Encapsulation in Functional Programming by Mark Seemann

Encapsulation is only relevant for object-oriented programming, right?

The concept of encapsulation is closely related to object-oriented programming (OOP), and you rarely hear the word in discussions about (statically-typed) functional programming (FP). I will argue, however, that the notion is relevant in FP as well. Typically, it just appears with a different catchphrase.

Contracts #

I base my understanding of encapsulation on Object-Oriented Software Construction. I've tried to distil it in my Pluralsight course Encapsulation and SOLID.

In short, encapsulation denotes the distinction between an object's contract and its implementation. An object should fulfil its contract in such a way that client code doesn't need to know about its implementation.

Contracts, according to Bertrand Meyer, describe three properties of objects:

• Preconditions: What client code must fulfil in order to successfully interact with the object.
• Invariants: Statements about the object that are always true.
• Postconditions: Statements that are guaranteed to be true after a successful interaction between client code and object.

You can replace object with value and I'd argue that the same concerns are relevant in FP.

In OOP invariants often point to the properties of an object that are guaranteed to remain even in the face of state mutation. As you change the state of an object, the object should guarantee that its state remains valid. These are the properties (i.e. qualities, traits, attributes) that don't vary - i.e. are invariant.

An example would be helpful around here.

GIVEN INFORMATION:
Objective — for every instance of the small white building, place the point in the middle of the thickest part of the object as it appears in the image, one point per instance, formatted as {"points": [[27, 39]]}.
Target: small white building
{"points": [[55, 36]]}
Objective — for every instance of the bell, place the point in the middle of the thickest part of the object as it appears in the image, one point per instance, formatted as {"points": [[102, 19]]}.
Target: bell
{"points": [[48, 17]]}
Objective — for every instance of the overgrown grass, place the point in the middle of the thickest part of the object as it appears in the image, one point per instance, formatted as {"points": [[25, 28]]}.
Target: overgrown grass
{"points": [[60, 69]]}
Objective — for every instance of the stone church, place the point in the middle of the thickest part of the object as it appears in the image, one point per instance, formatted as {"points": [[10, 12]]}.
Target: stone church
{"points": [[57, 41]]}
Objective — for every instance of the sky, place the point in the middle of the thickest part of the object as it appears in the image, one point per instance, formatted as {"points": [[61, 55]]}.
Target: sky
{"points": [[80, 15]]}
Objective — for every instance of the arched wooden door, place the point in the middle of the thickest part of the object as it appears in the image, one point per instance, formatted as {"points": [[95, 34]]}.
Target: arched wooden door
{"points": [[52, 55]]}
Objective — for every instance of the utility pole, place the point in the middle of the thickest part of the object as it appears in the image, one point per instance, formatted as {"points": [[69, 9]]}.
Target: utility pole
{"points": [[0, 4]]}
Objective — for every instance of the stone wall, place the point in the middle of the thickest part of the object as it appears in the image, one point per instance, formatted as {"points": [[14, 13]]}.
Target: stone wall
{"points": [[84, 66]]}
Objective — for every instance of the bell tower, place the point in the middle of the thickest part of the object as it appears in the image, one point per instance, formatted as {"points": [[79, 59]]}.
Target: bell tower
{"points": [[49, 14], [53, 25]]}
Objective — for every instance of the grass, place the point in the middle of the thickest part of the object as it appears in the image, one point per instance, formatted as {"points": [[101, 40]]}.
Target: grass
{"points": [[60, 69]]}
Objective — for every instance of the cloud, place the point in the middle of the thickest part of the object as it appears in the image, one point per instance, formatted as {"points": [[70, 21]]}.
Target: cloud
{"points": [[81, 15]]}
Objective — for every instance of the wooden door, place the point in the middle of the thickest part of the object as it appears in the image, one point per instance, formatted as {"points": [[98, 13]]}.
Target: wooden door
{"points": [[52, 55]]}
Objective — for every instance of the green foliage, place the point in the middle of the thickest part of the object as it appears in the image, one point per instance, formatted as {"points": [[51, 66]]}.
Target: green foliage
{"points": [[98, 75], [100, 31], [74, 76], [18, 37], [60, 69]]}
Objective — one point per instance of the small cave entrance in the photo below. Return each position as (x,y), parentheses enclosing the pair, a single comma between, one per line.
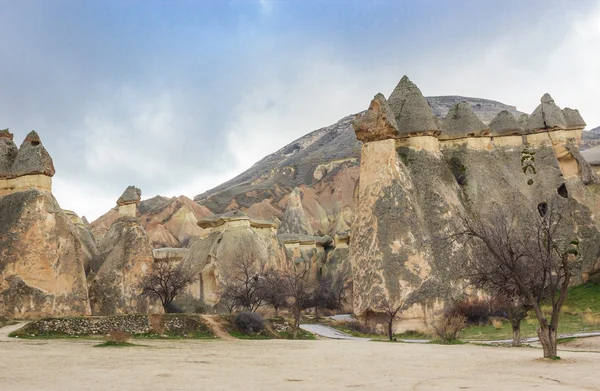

ACTIONS TO TAKE:
a – According to the text on encapsulation in functional programming, what does encapsulation denote?
b – Reproduce the encapsulation text word for word from "Contracts #" to "about its implementation.".

ANSWERS FOR THIS EXERCISE:
a – It denotes the distinction between an object's contract and its implementation.

b –
Contracts #

I base my understanding of encapsulation on Object-Oriented Software Construction. I've tried to distil it in my Pluralsight course Encapsulation and SOLID.

In short, encapsulation denotes the distinction between an object's contract and its implementation. An object should fulfil its contract in such a way that client code doesn't need to know about its implementation.